**Given request**
Restate, word for word, every line of the data.

>> START Records for processing

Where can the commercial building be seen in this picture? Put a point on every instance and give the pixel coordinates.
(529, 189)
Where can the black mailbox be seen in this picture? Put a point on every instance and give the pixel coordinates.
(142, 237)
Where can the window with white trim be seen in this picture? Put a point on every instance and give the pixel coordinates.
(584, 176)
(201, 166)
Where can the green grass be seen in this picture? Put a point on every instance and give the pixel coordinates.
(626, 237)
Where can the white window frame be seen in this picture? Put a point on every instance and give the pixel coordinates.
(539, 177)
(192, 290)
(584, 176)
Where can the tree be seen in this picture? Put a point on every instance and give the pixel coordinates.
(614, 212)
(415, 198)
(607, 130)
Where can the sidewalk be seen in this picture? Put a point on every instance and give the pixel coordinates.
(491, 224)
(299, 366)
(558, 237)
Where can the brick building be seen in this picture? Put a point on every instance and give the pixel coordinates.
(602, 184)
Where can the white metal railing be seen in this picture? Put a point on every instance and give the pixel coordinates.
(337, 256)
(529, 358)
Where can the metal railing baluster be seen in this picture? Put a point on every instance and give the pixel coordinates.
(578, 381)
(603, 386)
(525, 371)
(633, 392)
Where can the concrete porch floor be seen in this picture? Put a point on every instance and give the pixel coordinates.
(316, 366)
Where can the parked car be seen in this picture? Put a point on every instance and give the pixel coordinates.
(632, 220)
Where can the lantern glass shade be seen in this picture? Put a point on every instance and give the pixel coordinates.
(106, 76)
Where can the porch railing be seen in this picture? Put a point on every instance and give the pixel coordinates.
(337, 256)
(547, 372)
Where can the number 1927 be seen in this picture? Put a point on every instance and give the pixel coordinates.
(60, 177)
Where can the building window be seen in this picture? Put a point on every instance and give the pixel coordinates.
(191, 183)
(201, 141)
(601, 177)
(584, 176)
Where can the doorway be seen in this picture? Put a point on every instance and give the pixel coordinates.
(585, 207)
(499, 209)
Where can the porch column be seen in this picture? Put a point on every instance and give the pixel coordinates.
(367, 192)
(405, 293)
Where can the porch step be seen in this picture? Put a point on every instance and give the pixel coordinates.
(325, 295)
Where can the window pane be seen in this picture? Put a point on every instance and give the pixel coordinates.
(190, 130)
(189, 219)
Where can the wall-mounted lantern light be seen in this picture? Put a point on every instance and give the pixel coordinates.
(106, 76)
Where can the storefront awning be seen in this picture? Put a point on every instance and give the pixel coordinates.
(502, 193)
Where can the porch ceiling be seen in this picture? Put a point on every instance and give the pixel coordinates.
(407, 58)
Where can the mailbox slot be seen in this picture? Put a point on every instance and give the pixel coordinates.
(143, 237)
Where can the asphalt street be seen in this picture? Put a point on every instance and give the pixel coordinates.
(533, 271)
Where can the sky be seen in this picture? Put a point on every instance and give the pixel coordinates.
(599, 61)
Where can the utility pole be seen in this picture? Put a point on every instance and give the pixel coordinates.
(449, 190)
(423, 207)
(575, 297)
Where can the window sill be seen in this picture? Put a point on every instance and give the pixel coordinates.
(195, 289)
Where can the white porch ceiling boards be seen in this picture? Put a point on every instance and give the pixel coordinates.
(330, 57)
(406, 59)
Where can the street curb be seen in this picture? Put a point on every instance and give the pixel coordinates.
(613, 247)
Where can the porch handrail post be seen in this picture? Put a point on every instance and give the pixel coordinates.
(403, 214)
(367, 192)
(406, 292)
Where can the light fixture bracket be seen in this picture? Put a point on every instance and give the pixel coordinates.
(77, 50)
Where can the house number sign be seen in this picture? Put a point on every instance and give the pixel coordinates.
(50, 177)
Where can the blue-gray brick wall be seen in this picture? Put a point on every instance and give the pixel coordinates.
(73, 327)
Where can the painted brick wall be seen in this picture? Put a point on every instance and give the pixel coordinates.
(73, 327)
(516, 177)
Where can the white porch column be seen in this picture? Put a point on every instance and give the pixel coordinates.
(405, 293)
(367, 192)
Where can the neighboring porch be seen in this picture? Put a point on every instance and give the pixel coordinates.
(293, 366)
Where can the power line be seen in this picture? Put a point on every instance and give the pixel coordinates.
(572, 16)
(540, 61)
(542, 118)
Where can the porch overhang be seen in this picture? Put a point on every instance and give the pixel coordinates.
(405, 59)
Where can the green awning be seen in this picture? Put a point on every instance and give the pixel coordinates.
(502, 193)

>> END Records for processing

**Worked solution**
Where can the commercial building be seen in this picture? Put a point on every instance and give the pixel coordinates.
(529, 189)
Where can the black mailbox be seen in this picture? Put a point on every instance and give the pixel coordinates.
(142, 237)
Where can the window with white trim be seen in this picture? Put a point on every instance and give the pixel coordinates.
(584, 176)
(201, 166)
Where can the green grass be seen in this picture? Put a point on every instance and give the pixel coordinates.
(626, 237)
Where can the white window frame be seen in this picture? Put a point on every instance and give the pixel coordinates.
(539, 177)
(192, 290)
(584, 176)
Where can the tree be seen in this picture? Put a point on every instance and give the pixel coordinates.
(614, 212)
(415, 198)
(607, 130)
Where can the sidewalk be seen in this picture? Put a point on every instance and give the pixel coordinates.
(491, 224)
(299, 366)
(558, 237)
Where can the brick building be seen in this picture? Put a point on every instance and give the pixel coordinates.
(602, 184)
Where can the white metal railing be seen in this picture? Put a point on every instance and give the pixel coordinates.
(337, 256)
(529, 358)
Where can the metal railing baluster be seen in this picture? Put a point on every instance and give the pixel coordinates.
(578, 381)
(603, 386)
(525, 371)
(633, 392)
Where can the concrete porch floor be seen in this picture? Put a point on every instance and give the pixel coordinates.
(316, 366)
Where can the parked car be seen in this picture? Put a point on every instance and give the pixel coordinates.
(632, 220)
Where can the lantern glass shade be seen in this picture? Put a point on every instance and give the pixel coordinates.
(106, 76)
Where can the porch railing be seen in this picture? Put a point on every instance and give the pixel coordinates.
(337, 256)
(547, 372)
Where can the number 1927 be seen in this picture? Put a point on every instance and give the pixel coordinates.
(60, 177)
Where can the building window be seen in this picture? Put a point on every instance and give the pixel coordinates.
(191, 183)
(201, 141)
(601, 177)
(584, 176)
Where can the doorway be seen in this picture? Put a point on every instance and give the pixel coordinates.
(585, 207)
(499, 209)
Where can the porch column be seen in this picture? Put a point on every instance and give the pixel coordinates.
(367, 192)
(405, 293)
Where can the porch step be seen in this picture? Put a point on every instance and give the pixel coordinates.
(325, 295)
Where can the window pane be seen in this picture? Put a point on every instance and give the pixel coordinates.
(190, 130)
(189, 219)
Where can the wall-mounted lantern light be seen in this picture? Put a point on every instance and give the pixel coordinates.
(106, 76)
Where can the storefront awning be seen in this picture? Put a point on every instance and give the pixel coordinates.
(502, 193)
Where can the porch ceiling be seen in this picture? Put a point on every instance and give the pixel coordinates.
(407, 58)
Where can the mailbox slot be seen in this picture? Put a point on every instance and give the pixel coordinates.
(143, 237)
Where can the asphalt street be seen in this picture? Put a point on every instance and give the pixel coordinates.
(533, 271)
Where can the sky be seen in this picture? Put a point on every instance and give the pixel coordinates.
(599, 61)
Where can the utility pole be seen in this picture? Put a point on every instance and give the pixel coordinates.
(449, 190)
(423, 207)
(575, 297)
Where can the window sill be seen in this picture? Put a point on every instance and give the pixel coordinates.
(195, 289)
Where can the white porch ceiling boards be seen in this picture? Put a point on every instance and give the pixel coordinates.
(330, 57)
(406, 59)
Where can the street curb be seen in this picture? Put a point on every instance and give the pixel coordinates.
(613, 247)
Where can the porch handrail post be seen in this picture? Put a point on every instance and give the pixel coordinates.
(403, 214)
(367, 192)
(406, 292)
Where can the light fixture bracket be seen in this picture? Put a point on every instance and give the pixel coordinates.
(77, 50)
Where can the house number sign be seen in this picture? Put a point on every instance and give the pixel coordinates.
(50, 177)
Where can the blue-gray brick wall be seen in this picture? Put a point on every instance and give the pixel coordinates.
(73, 327)
Where can the painted brick wall be seen in this picture? Put a point on every instance and give the pixel coordinates.
(73, 327)
(516, 177)
Where can the white porch column be seen in this picture? Put a point on every instance and give the pixel coordinates.
(405, 293)
(367, 192)
Where can the neighboring porch be seen in this picture? Put a point on every instance and give the pixel coordinates.
(293, 366)
Where can the power line be seen in this picture? Put a point on every instance and give the pixel coordinates.
(572, 16)
(540, 61)
(542, 118)
Where can the porch overhang be seen in this picture? Put a point on every instance and give the pixel coordinates.
(405, 59)
Where can the green awning be seen in this picture? Put a point on every instance and give the pixel coordinates.
(502, 193)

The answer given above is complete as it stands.